---------- Records shown ----------
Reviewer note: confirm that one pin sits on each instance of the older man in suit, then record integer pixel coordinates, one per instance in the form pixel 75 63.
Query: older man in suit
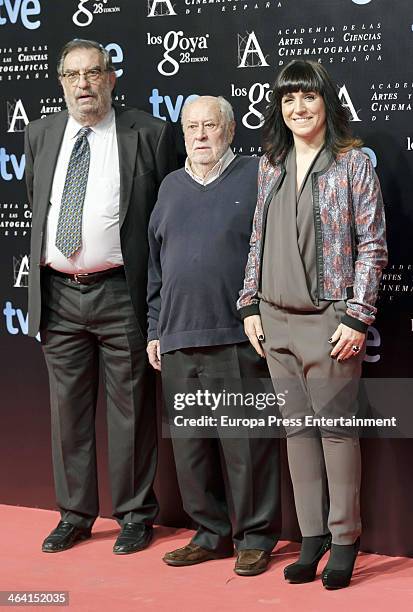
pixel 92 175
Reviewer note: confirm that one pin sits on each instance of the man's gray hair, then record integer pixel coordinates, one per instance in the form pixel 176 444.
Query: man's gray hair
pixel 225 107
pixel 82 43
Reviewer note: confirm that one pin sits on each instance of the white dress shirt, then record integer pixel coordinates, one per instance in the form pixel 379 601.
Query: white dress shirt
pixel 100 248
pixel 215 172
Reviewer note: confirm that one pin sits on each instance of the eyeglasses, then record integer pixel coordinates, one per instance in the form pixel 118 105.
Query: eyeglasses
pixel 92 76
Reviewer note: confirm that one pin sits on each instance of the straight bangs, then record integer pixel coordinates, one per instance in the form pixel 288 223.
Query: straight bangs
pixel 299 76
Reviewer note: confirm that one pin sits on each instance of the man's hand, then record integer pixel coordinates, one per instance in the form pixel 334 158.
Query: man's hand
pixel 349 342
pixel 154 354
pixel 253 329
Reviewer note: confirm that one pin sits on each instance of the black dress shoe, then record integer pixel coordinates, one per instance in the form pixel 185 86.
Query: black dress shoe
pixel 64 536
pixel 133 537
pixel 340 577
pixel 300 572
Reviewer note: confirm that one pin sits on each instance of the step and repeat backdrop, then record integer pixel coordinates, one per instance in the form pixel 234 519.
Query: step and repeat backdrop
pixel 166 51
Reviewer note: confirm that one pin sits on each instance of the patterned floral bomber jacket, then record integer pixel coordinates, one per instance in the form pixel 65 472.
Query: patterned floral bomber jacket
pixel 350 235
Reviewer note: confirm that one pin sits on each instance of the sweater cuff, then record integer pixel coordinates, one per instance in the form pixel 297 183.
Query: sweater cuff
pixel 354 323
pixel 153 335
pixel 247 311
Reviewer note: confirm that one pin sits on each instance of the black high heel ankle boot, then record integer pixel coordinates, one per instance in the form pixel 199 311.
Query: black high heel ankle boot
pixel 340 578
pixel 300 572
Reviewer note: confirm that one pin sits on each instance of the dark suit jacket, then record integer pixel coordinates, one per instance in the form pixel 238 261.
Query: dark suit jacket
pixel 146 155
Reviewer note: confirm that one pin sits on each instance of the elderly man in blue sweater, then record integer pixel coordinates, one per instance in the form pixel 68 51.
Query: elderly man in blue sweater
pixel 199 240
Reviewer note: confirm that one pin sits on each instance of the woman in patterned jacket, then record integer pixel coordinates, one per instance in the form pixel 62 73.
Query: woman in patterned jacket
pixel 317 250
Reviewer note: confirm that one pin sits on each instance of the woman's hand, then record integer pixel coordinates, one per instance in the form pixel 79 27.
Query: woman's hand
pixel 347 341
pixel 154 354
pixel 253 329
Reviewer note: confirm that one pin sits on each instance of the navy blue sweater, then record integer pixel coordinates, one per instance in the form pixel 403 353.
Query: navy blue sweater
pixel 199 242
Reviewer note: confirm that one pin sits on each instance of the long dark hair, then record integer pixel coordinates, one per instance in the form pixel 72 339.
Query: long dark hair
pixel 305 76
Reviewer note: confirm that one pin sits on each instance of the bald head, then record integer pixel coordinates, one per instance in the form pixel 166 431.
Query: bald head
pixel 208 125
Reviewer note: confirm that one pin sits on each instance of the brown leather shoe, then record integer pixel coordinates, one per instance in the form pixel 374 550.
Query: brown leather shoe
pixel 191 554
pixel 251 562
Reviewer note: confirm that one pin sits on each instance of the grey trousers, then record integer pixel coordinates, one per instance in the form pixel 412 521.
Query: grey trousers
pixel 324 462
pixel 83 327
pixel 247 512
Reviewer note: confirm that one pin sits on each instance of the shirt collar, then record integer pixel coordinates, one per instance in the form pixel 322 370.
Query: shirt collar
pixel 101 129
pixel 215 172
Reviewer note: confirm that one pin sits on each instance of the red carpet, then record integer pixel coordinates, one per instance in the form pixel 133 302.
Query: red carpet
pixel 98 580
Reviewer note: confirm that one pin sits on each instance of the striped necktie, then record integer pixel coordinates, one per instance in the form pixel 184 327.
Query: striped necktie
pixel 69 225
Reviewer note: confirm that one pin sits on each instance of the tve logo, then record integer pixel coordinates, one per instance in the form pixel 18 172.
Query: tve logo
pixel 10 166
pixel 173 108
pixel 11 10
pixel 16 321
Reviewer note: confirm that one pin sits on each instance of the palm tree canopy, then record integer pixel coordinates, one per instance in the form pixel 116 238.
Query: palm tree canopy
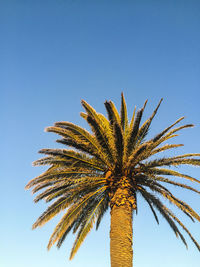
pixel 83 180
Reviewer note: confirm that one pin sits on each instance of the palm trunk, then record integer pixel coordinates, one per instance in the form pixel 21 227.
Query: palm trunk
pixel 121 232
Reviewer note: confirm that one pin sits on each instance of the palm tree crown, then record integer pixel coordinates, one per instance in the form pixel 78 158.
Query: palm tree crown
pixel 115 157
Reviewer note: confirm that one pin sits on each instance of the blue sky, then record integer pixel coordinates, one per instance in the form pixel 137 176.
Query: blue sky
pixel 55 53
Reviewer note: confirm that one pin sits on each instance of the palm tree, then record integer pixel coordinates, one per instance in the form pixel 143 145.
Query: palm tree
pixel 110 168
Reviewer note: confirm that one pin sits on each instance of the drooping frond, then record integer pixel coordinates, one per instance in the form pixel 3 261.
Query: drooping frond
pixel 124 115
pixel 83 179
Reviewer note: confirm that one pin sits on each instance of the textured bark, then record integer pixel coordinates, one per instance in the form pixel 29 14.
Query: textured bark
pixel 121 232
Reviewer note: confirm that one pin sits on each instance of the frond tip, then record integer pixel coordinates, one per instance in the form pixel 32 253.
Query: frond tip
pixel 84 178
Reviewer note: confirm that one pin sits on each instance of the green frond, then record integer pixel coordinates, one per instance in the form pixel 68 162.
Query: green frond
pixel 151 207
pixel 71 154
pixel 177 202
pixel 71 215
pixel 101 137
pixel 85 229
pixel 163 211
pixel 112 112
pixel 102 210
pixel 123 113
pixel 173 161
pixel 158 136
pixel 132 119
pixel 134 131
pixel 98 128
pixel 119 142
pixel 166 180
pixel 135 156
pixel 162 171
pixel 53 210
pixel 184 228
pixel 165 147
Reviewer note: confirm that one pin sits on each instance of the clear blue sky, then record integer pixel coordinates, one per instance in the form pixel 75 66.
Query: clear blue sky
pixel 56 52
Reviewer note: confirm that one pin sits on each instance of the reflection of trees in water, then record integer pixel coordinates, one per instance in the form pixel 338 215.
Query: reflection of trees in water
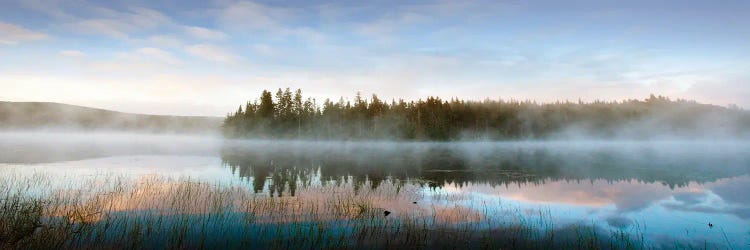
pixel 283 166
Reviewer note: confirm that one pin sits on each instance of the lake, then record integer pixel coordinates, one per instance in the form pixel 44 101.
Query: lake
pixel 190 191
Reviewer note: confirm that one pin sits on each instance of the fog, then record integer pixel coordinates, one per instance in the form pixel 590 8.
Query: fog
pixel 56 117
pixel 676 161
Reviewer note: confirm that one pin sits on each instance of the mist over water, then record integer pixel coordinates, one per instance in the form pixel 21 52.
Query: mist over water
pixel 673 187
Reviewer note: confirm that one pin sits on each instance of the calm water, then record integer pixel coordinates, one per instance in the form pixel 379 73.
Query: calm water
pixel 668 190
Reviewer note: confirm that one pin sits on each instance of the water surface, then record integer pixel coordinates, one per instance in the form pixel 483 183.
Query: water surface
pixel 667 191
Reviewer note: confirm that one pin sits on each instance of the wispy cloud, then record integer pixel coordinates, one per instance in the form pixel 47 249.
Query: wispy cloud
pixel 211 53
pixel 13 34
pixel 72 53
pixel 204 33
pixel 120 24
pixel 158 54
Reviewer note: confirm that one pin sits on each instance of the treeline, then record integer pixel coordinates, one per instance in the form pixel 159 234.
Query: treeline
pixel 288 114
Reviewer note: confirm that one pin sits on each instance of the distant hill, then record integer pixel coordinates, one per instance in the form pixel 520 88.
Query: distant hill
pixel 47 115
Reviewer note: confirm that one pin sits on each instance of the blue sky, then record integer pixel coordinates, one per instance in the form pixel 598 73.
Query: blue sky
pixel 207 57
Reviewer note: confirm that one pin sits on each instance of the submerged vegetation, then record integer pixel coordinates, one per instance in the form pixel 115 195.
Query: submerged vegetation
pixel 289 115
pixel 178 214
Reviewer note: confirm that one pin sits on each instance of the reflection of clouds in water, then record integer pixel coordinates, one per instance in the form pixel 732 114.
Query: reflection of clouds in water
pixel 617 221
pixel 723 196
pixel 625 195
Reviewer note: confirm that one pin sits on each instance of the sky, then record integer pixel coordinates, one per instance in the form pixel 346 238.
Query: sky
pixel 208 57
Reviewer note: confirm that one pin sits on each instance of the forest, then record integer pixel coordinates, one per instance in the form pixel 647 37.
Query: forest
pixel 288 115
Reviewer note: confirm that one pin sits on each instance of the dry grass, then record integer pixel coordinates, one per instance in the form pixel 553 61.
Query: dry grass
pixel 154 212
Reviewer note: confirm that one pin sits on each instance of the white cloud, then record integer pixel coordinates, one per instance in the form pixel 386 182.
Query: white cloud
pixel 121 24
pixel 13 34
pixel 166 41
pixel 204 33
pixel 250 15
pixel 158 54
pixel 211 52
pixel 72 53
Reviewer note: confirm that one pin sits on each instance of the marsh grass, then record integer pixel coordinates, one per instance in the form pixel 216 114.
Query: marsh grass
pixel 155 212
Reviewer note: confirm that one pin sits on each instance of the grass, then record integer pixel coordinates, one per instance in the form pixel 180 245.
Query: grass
----------
→ **Your goal**
Beginning with the line above that contains "Query: sweater cuff", copy each line exactly up to and including the line that contains "pixel 62 73.", and go no further.

→ **Solution**
Query: sweater cuff
pixel 354 323
pixel 153 335
pixel 247 311
Reviewer note: confirm that one pin sits on each instance of the black high heel ankle boot, then record integer pixel coordinates, one per instance in the form pixel 199 311.
Query: black high heel ankle boot
pixel 340 578
pixel 300 572
Reviewer note: confirm that one pin sits on each instance of the dark suit jacket, then record integer pixel coordinates, one per instance in the form pixel 238 261.
Query: dark suit jacket
pixel 146 155
Reviewer note: confirm that one pin sits on each instance of the elderly man in blue sweater, then record integer pixel coordinates, one per instance in the form pixel 68 51.
Query: elderly man in blue sweater
pixel 199 240
Reviewer note: confirm that one pin sits on each instance of the woman in patterned jacket, then record integer pixel coordinates, one per instance in the form pixel 62 73.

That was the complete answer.